▶ Tasks for this exercise
[a] In the reading text about Miss Sandra, rewrite the passage between "Today, P and" and "in Snelling together.", inclusive, substituting "second year" for "sophomore year".
[b] According to the reading text about Miss Sandra, where at Snelling does she work?

▶ Reading text

During my sophomore year at UGA I mustered up the courage to step away from the University meal plan. It only lasted four days.

While I’m certain I was one of the very few on campus who took advantage of prepared dining hall meals past my twenty-first birthday, the food wasn’t the only perk. There was the omni-present offer of lunch dates, the late night cereal runs and of course, the staff.

Last month, I stumbled upon a blog post from Yik Yak with a familiar face who I hadn’t thought of in quite some time: Miss Sandra. You can read the Yak’s story for yourself, but if you aren’t familiar, Miss Sandra works the checkin counter at Snelling, UGA’s most centrally located and 24-hour dining hall.

Miss Sandra sees thousands of students every week and she’s been loving on them for years. While the hugs are fantastic, I never considered that she actually remembered each one she dole out.

Today, P and I celebrate our second married Valentine’s Day and in 2016 we’ll celebrate a decade since we started dating. After a lengthy breakup our sophomore year, Miss Sandra was the first to notice when we passed the card swipe station in Snelling together.

A different kind of smile spread across her face and her greeting was new, “oooh ya’ll are dating again aren’t you?” She didn’t just recognize us, she remembered us, together.

I’d like to think we could walk in today and she’d still remember us, though it wouldn’t matter if she didn’t. Miss Sandra hasn’t just mastered kind, she’s mastered what it means to invest in being kind. And according to Yik Yak, she’s still at Snelling, investing in each student who walks through her door in the same way, almost a decade later.

▶ Boundary labeling items
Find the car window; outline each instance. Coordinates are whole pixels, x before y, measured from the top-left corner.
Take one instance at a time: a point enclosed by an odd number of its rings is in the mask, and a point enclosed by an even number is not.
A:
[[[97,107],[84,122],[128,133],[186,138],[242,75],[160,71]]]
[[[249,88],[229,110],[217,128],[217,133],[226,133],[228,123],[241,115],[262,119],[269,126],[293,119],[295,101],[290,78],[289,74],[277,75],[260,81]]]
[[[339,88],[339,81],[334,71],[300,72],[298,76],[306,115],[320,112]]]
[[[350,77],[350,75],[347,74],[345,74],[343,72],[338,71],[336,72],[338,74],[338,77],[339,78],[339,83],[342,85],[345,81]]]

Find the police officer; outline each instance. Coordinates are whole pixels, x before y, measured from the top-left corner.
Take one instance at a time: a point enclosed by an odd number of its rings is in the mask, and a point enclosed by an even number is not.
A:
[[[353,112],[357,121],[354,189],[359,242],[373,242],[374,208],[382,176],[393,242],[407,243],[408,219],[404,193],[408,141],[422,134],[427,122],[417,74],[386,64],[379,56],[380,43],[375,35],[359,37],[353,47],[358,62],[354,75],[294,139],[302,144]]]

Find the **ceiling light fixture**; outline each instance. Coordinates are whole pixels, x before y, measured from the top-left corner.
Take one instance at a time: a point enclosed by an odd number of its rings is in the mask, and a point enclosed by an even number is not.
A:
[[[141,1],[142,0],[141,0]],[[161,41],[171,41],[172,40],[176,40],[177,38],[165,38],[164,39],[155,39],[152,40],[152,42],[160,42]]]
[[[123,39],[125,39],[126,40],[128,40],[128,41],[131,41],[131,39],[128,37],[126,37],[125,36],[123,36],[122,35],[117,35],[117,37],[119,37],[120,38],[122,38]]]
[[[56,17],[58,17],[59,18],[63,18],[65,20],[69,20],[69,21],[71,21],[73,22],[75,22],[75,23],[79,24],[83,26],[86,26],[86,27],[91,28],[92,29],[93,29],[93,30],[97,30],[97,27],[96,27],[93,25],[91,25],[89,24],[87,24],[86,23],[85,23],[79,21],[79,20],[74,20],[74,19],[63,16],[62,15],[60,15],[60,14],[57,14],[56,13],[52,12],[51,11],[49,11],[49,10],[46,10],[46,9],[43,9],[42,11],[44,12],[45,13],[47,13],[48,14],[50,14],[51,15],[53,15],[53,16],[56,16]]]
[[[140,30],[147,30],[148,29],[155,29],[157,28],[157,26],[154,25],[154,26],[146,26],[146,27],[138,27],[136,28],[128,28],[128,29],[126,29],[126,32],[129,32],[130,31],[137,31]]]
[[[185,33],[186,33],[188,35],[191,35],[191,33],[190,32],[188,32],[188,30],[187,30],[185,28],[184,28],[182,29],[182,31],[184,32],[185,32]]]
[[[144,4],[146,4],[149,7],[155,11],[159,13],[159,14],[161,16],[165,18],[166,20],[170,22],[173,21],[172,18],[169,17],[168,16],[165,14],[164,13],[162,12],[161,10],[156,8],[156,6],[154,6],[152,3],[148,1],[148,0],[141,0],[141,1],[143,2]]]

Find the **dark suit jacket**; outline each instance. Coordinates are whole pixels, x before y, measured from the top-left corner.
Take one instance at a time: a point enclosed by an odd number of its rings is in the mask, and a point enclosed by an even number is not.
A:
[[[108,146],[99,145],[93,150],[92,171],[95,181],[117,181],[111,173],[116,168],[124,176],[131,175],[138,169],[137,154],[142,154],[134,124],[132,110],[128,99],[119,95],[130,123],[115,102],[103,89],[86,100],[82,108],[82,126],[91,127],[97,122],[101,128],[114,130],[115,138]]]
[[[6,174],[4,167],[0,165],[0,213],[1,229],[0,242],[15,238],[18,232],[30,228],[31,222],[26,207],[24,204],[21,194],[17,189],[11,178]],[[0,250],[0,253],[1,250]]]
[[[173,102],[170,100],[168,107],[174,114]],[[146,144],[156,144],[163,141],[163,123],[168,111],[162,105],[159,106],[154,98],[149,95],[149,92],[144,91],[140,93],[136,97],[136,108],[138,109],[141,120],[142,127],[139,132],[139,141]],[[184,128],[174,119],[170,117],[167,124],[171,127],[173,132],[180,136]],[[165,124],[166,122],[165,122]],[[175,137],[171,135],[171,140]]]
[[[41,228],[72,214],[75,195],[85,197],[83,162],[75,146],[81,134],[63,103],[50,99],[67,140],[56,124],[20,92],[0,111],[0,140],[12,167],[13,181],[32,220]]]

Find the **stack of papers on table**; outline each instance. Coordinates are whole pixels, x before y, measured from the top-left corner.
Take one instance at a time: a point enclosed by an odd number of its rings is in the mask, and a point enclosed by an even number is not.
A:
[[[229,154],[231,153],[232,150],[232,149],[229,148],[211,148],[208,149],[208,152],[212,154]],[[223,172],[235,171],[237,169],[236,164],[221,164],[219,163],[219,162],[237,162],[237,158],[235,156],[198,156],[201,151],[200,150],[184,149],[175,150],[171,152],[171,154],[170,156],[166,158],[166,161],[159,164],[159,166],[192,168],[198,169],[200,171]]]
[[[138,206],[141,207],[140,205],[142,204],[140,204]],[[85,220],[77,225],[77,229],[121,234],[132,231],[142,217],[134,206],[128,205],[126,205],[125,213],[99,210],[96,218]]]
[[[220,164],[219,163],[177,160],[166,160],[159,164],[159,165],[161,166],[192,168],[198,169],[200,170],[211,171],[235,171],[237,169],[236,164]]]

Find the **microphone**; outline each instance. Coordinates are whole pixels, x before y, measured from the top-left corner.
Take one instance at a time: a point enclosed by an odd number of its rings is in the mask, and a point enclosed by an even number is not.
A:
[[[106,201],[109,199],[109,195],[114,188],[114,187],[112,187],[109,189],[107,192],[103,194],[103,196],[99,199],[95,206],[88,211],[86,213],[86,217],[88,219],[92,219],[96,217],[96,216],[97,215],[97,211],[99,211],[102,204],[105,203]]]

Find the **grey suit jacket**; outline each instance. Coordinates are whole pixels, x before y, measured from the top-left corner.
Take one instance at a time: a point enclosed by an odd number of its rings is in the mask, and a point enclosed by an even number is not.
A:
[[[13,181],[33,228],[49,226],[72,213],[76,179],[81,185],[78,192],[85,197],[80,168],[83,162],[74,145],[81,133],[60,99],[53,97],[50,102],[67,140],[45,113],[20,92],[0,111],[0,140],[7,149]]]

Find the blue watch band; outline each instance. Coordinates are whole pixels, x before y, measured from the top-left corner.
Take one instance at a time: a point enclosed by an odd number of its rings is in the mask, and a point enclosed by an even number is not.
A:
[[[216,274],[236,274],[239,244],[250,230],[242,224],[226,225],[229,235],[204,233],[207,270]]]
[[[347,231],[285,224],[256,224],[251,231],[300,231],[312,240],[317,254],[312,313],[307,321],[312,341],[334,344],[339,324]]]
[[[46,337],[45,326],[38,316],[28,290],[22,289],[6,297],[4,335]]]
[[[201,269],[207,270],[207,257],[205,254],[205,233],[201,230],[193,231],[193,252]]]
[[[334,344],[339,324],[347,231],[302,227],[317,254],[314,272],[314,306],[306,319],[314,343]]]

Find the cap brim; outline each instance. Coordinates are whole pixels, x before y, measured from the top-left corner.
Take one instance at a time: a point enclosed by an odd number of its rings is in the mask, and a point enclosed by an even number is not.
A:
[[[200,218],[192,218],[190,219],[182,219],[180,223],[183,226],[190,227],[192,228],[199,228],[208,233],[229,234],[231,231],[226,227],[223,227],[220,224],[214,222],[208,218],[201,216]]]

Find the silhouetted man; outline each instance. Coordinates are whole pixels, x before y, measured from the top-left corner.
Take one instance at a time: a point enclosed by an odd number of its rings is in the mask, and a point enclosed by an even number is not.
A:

▶ Task-by-task solutions
[a]
Today, P and I celebrate our second married Valentine’s Day and in 2016 we’ll celebrate a decade since we started dating. After a lengthy breakup our second year, Miss Sandra was the first to notice when we passed the card swipe station in Snelling together.

[b] She works the checkin counter.